→ **Directions**: Repeat the lines of the records below from the line with "Exercise. Mark the stone retaining" to the line with "point(130, 595)", both ends included.

--- Start of Provided material ---

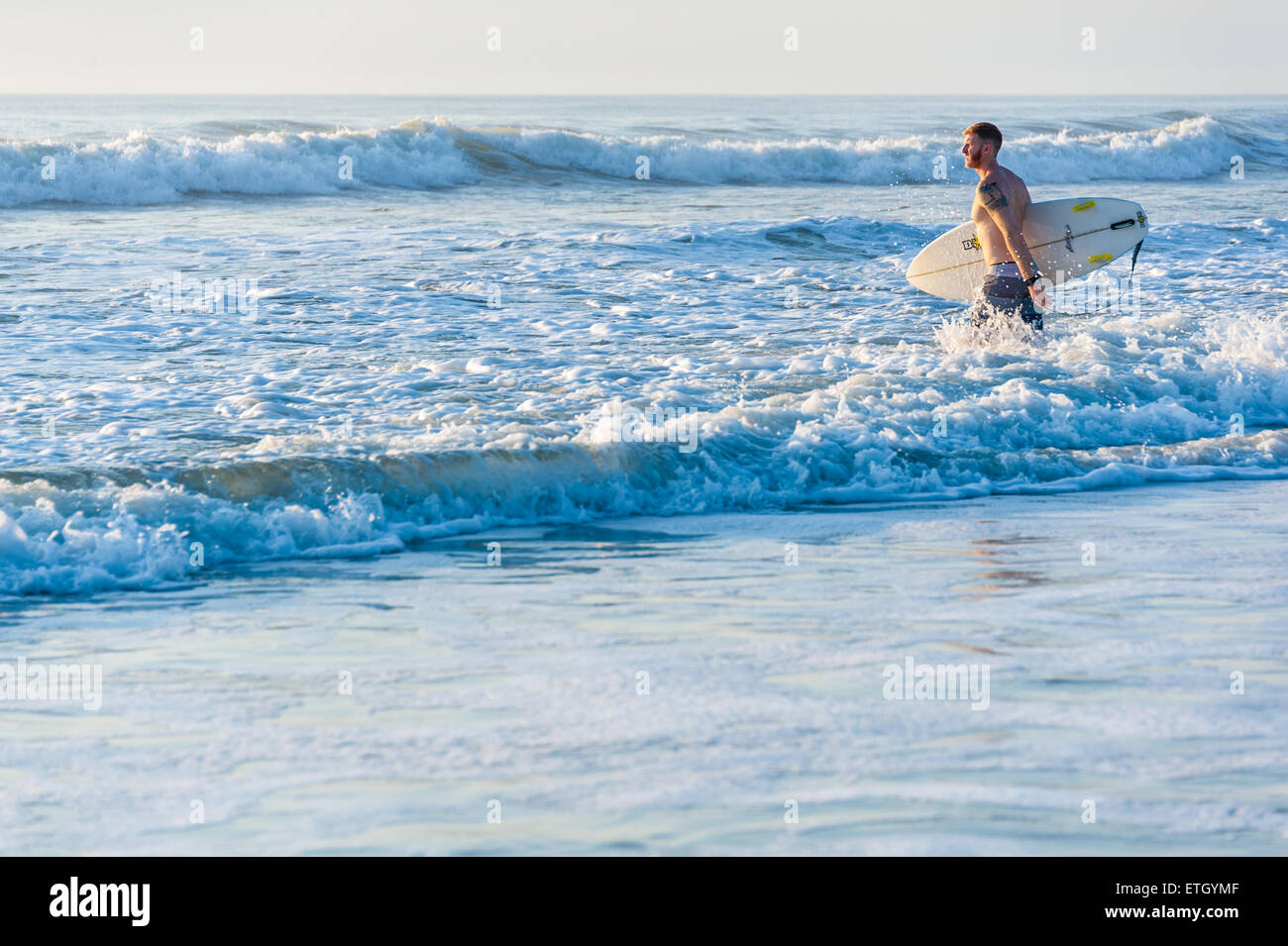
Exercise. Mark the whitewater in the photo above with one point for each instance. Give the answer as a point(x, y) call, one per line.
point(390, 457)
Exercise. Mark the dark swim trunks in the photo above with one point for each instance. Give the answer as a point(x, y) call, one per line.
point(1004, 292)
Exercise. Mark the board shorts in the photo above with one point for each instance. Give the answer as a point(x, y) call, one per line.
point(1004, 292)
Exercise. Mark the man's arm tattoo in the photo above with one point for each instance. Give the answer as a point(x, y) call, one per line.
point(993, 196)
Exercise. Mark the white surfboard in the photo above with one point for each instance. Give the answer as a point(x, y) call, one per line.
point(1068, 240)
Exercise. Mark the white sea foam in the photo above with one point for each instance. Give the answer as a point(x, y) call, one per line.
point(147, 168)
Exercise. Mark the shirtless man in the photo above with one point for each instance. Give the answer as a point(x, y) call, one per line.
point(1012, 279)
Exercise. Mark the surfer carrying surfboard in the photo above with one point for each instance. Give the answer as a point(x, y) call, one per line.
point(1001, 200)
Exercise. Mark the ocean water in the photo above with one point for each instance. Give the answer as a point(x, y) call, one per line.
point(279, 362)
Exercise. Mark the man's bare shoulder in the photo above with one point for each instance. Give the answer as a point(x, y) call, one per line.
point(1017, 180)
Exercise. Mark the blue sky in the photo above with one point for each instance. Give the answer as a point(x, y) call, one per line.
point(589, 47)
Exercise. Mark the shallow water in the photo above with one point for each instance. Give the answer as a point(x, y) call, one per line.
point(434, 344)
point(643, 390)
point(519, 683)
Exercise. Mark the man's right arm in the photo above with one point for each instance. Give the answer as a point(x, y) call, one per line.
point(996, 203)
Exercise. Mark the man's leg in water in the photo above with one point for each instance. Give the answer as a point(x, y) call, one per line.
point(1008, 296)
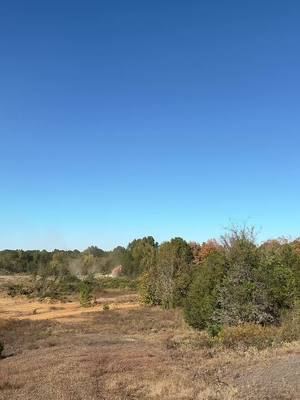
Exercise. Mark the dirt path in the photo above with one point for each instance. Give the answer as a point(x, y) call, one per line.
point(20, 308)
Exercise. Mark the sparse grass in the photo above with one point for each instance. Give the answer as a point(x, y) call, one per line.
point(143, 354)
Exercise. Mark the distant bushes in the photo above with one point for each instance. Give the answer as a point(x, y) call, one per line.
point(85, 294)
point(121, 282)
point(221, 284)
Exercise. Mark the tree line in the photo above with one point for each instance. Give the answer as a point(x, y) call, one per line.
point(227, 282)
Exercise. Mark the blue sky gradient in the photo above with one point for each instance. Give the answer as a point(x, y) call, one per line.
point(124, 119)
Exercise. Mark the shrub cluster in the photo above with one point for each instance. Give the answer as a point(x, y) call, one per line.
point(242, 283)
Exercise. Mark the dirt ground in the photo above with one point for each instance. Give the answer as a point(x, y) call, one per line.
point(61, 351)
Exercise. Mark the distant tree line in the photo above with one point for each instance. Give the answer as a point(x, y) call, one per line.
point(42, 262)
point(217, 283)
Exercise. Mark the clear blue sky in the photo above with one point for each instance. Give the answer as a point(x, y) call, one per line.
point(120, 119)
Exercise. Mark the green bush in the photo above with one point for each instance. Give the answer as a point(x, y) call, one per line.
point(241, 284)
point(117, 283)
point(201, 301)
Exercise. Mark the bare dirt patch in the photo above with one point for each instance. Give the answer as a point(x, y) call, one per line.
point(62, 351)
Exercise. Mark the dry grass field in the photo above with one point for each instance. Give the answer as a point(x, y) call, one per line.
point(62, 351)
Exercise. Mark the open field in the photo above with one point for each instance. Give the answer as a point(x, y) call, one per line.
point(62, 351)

--- End of Provided material ---
--- Start of Provided material ---

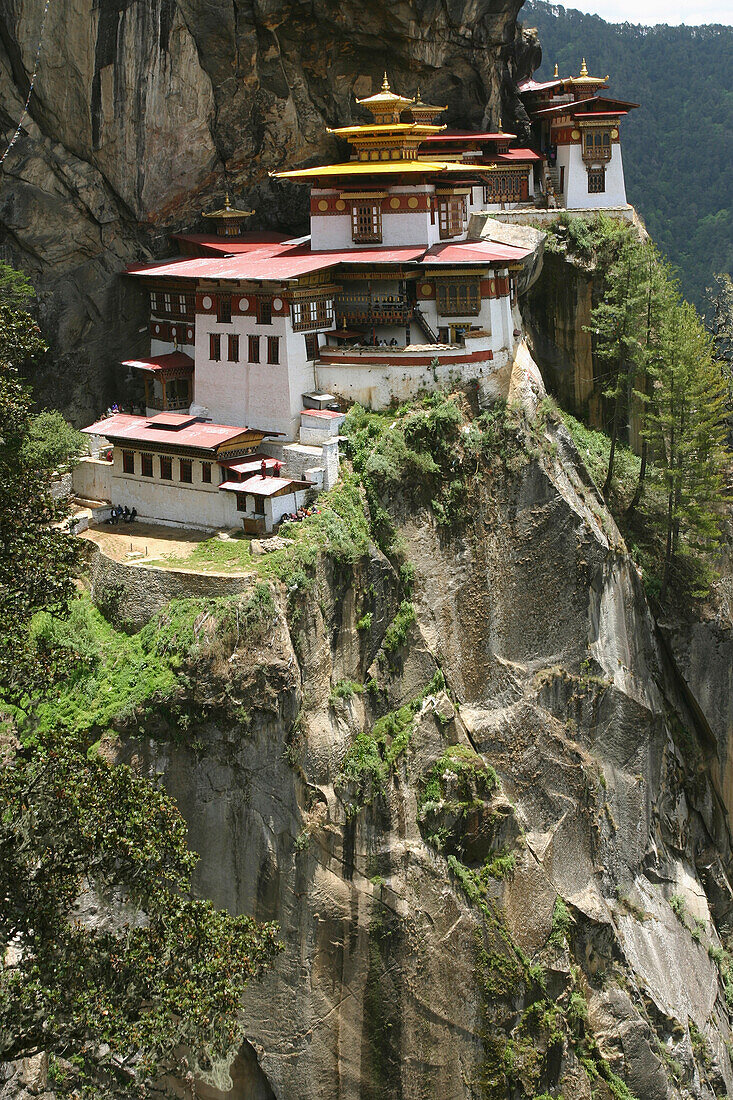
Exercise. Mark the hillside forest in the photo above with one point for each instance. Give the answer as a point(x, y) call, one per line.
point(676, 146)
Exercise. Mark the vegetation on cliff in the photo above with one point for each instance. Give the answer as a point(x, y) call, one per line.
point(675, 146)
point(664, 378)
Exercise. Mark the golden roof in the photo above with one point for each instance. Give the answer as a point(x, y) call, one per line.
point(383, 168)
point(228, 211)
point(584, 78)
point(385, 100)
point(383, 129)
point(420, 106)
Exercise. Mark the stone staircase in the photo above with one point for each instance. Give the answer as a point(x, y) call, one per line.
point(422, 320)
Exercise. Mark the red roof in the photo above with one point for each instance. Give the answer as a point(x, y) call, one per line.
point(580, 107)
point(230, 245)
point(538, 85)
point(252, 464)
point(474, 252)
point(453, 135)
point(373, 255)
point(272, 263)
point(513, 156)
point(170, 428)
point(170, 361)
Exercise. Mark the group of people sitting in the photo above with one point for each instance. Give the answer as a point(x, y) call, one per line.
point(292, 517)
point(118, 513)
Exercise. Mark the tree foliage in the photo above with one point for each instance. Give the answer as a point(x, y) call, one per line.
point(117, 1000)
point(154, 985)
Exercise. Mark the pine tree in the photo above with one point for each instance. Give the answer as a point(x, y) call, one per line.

--- End of Provided material ---
--- Start of Provided material ---

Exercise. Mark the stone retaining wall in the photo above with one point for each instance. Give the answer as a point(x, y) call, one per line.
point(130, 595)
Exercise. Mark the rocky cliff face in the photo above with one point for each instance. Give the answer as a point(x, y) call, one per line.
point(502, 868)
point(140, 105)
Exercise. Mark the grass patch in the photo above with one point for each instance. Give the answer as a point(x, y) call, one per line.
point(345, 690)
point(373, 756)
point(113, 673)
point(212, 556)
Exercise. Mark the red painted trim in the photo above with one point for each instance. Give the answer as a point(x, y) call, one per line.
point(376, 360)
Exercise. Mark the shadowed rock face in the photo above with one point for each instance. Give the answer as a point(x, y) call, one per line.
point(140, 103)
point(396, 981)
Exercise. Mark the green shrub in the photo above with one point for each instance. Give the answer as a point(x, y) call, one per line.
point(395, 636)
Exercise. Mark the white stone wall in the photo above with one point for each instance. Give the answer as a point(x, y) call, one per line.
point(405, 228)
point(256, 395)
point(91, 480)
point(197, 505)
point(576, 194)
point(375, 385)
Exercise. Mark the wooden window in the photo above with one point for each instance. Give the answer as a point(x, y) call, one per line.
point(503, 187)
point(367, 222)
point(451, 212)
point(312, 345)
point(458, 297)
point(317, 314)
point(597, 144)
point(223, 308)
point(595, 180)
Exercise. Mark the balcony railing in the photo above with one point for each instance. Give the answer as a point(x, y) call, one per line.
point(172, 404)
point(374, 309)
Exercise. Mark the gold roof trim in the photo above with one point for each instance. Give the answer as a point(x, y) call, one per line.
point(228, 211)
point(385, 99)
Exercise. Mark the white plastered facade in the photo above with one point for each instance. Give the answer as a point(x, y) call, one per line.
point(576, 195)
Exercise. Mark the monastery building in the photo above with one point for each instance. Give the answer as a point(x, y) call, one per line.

--- End of Provided material ---

→ **Exercise answer**:
Exercise. Mark the stone retaining wall in the photo above with one point for each instance. Give the answer as a point(x, y) call, one per line.
point(130, 595)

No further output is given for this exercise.